(Source data)

* * * * * * *

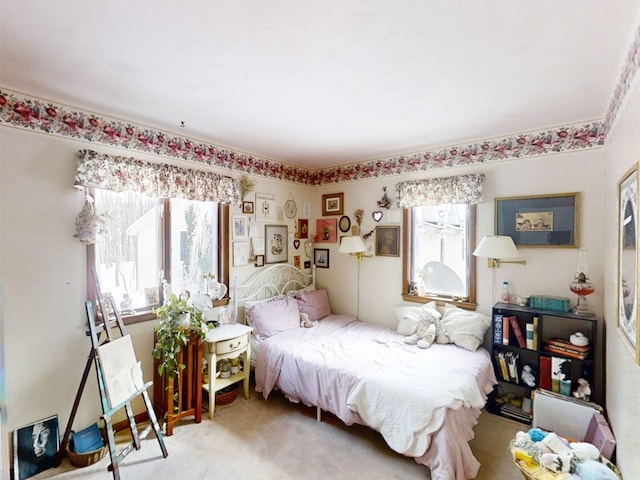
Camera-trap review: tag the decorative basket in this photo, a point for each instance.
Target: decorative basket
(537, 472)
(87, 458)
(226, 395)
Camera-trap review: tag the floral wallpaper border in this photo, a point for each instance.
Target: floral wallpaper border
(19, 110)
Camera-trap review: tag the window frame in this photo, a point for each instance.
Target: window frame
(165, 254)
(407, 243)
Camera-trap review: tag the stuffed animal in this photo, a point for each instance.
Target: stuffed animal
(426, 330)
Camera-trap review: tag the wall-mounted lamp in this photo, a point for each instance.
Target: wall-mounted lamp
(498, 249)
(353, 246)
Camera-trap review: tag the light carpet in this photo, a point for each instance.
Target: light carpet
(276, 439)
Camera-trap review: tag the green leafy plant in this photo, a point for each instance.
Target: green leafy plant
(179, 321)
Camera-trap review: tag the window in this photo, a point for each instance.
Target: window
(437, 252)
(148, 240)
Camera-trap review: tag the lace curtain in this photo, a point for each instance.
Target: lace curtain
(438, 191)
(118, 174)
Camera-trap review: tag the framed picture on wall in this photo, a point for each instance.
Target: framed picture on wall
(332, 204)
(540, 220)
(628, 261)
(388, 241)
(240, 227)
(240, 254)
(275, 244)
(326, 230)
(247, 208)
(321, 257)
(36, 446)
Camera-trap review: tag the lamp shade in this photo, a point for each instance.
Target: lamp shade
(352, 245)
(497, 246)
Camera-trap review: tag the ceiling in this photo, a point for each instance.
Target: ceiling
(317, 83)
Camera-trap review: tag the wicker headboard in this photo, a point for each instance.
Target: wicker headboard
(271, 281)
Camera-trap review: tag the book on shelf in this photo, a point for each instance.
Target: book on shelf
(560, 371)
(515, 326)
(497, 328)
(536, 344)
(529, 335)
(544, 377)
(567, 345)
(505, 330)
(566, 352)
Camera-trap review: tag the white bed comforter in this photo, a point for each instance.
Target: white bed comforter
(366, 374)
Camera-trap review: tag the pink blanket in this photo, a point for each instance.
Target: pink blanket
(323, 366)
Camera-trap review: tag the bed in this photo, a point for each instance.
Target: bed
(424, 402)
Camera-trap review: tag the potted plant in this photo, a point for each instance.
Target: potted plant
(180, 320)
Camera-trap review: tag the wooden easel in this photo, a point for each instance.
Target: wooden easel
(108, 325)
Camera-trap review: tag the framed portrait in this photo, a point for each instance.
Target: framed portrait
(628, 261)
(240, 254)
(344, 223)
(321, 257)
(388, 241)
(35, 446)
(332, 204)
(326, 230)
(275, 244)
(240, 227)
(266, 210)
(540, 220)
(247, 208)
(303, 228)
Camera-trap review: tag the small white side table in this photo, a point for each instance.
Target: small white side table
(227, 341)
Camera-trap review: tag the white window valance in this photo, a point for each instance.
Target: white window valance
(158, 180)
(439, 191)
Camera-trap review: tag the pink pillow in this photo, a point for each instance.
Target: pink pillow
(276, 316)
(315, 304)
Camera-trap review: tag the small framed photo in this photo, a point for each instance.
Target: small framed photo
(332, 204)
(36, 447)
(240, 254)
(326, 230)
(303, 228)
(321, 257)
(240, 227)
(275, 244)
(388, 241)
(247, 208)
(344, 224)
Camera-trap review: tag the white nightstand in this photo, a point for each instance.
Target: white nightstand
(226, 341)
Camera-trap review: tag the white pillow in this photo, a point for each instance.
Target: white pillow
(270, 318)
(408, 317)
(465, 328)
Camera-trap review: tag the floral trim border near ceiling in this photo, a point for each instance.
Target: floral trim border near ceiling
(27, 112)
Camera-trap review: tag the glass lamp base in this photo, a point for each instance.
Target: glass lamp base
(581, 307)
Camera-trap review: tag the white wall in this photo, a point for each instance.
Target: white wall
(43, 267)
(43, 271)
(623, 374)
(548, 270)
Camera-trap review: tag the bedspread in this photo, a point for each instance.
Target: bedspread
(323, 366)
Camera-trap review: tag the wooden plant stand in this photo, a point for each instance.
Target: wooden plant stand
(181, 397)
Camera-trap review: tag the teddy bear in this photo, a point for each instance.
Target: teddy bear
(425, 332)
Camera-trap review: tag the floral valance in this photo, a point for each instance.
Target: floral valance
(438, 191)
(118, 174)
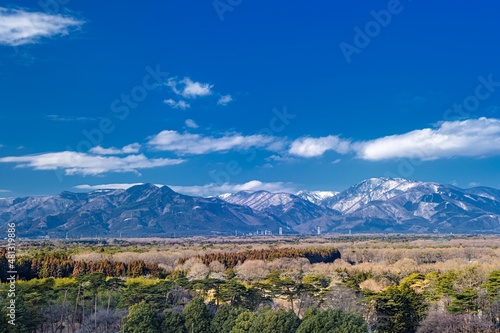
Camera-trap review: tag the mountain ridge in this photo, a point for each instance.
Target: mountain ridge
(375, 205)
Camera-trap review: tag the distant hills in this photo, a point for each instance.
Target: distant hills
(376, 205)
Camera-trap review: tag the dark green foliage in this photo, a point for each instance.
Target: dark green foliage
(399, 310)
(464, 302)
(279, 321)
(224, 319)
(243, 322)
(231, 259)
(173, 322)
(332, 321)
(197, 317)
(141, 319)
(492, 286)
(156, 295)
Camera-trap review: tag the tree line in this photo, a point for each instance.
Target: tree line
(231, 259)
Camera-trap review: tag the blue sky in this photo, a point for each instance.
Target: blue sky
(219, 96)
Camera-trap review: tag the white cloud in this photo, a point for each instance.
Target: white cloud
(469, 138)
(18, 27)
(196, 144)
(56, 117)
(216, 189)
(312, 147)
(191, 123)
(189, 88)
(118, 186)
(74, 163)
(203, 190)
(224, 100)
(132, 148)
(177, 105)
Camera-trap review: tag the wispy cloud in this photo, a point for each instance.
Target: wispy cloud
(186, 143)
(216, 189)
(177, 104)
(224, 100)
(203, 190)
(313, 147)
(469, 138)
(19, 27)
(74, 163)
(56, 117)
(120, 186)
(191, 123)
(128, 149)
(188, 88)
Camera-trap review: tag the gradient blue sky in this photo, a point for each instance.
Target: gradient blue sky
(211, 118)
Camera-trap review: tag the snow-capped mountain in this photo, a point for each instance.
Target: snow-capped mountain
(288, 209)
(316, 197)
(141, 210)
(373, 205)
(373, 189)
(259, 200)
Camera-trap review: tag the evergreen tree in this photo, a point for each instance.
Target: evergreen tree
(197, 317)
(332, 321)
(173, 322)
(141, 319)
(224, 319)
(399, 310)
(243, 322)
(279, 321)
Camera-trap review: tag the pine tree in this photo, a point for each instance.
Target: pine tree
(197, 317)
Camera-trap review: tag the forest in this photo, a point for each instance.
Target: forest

* * * * * * *

• [WHAT IS NEEDED] Rewrite the listing with "Camera-trap review" changed to "Photo review" everywhere and everything else left as it is. Omit the pictures from your answer.

• [RESPONSE TO THIS TASK]
Photo review: tag the decorative basket in this photo, a point for each instance.
Target: decorative basket
(537, 472)
(87, 458)
(226, 395)
Photo review: tag the floral wallpaper border in this photo, a point for each instance.
Target: floral wallpaper border
(19, 110)
Photo review: tag the window frame in this photo, a point for each instance.
Target: window frame
(165, 254)
(407, 243)
Photo review: tag the stuffed animal in this photo, a point for each instance.
Target: stuffed animal
(426, 330)
Photo review: tag the wall-mounted lamp in this photo, a point for each instance.
Target: wall-mounted lamp
(498, 249)
(353, 246)
Photo review: tag the light carpet in this photo, a point for each instance.
Target: light carpet
(276, 439)
Photo review: tag the green leafy plant in this photo, a point for each instance.
Target: green leafy plant
(179, 321)
Photo review: tag the window in this photo, a point for each instance.
Target: window
(437, 252)
(148, 240)
Photo review: tag the lace curtain in this photo, a point for each instance.
Target: lace curtain
(438, 191)
(118, 174)
Photo review: tag the framed picture on wall in this photo, a point for each instance.
Target: framed picture on wall
(332, 204)
(540, 220)
(628, 261)
(388, 241)
(240, 227)
(240, 254)
(275, 244)
(326, 230)
(247, 208)
(321, 257)
(36, 446)
Photo review: tag the lamp shade in this photo, a point for each instance.
Target: lamp shade
(352, 245)
(497, 246)
Photo review: tag the ceiling in this photo, a point for each instance.
Target: ceiling
(317, 83)
Photo review: tag the wicker headboard in this photo, a point for each instance.
Target: wicker headboard
(271, 281)
Photo review: tag the book on shelf in this photo, a point for each instance.
Target: book on shelf
(560, 371)
(515, 326)
(497, 328)
(536, 344)
(529, 335)
(544, 377)
(567, 345)
(505, 330)
(566, 352)
Photo review: tag the white bed comforter in this photo, a point for each instance.
Target: white bed comforter
(366, 374)
Photo review: tag the pink blanket in this photo, a point for each instance.
Target: pink blanket
(323, 366)
Photo review: tag the bed in this photo, a point for each instance.
Target: bed
(424, 402)
Photo review: tag the potted plant in this photo, a point for each instance.
Target: potted plant
(180, 320)
Photo review: tag the wooden easel in this photo, a point for each instance.
Target: wooden easel
(108, 325)
Photo review: tag the framed portrait in this photo, a point for each instance.
Target: framed portrait
(628, 261)
(240, 254)
(344, 223)
(321, 257)
(388, 241)
(35, 446)
(332, 204)
(326, 230)
(275, 244)
(240, 227)
(266, 210)
(540, 220)
(247, 208)
(303, 228)
Photo review: tag the small white side table in this photo, a point for each instance.
Target: small white side table
(227, 341)
Photo review: tag the white window valance in this photo, a point for each instance.
Target: white window valance
(158, 180)
(439, 191)
Photo review: tag the pink pillow in this photo, a point for each instance.
Target: pink pillow
(276, 316)
(315, 304)
Photo review: tag the small framed photo in this photo, a point for each instance.
Target: small framed photo
(332, 204)
(36, 447)
(240, 254)
(326, 230)
(303, 228)
(321, 257)
(240, 227)
(275, 244)
(388, 241)
(247, 208)
(344, 224)
Photo review: tag the white nightstand in this photo, a point for each instance.
Target: white nightstand
(226, 341)
Photo review: tag the white pillow in this photo, a point for each instance.
Target: white pillow
(270, 318)
(408, 317)
(465, 328)
Photo review: tag the floral trim border near ceiling in this photo, a point for each instance.
Target: floral trim border near ceiling
(27, 112)
Photo review: tag the glass lamp base in this photo, a point for each instance.
Target: glass lamp base
(581, 307)
Photo review: tag the white wall in this photo, a point for each instance.
Target: white wall
(43, 267)
(43, 271)
(623, 374)
(548, 270)
Photo review: tag the bedspread in this photo, a point for each instance.
Target: bedspread
(323, 366)
Photo review: tag the wooden plant stand in this photo, a point for each instance.
Target: wooden plant stand
(181, 397)
Photo review: tag the teddy bear in this photo, a point for each instance.
Target: teddy bear
(425, 332)
Photo review: tag the floral valance in this photo, a point for each instance.
Target: floral valance
(438, 191)
(118, 174)
Photo review: tag the mountain ridge in this photo, a point for each instance.
Target: mountain ridge
(375, 205)
Photo review: tag the distant hills in this photo, a point for each instance.
Target: distant hills
(376, 205)
Photo review: tag the dark green foliage in this photo, a point for each instance.
Target: dark green foliage
(399, 310)
(464, 302)
(279, 321)
(224, 319)
(243, 322)
(231, 259)
(173, 322)
(332, 321)
(197, 317)
(141, 319)
(492, 286)
(156, 295)
Photo review: tag the tree line in this photo, a point for each instance.
Target: tree line
(231, 259)
Photo review: tag the blue sky in this photo, a point for each instance.
Target: blue sky
(219, 96)
Photo review: tag the white cloud in this photo, a point for each instance.
Target: white cloud
(469, 138)
(18, 27)
(196, 144)
(56, 117)
(216, 189)
(312, 147)
(191, 123)
(189, 88)
(118, 186)
(74, 163)
(203, 190)
(224, 100)
(132, 148)
(177, 105)
Photo review: tag the wispy cloud in this photo, a point for each instance.
Target: wispy cloud
(186, 143)
(216, 189)
(177, 104)
(224, 100)
(203, 190)
(313, 147)
(469, 138)
(19, 27)
(74, 163)
(56, 117)
(120, 186)
(191, 123)
(128, 149)
(188, 88)
Photo review: tag the gradient blue sky in this photo, a point for each instance.
Target: gradient blue sky
(211, 118)
Photo review: tag the snow-capped mountain in this photo, a point for each instance.
Target: snow-capped mountain
(288, 209)
(316, 197)
(141, 210)
(373, 205)
(373, 189)
(259, 200)
Photo review: tag the evergreen tree in this photo, a point for each instance.
Target: evergreen tree
(197, 317)
(332, 321)
(173, 322)
(141, 319)
(224, 319)
(399, 310)
(243, 322)
(279, 321)
Photo review: tag the pine tree in this photo, a point for each instance.
Target: pine tree
(197, 317)
Photo review: tag the forest in this photo, a point for each instance.
Target: forest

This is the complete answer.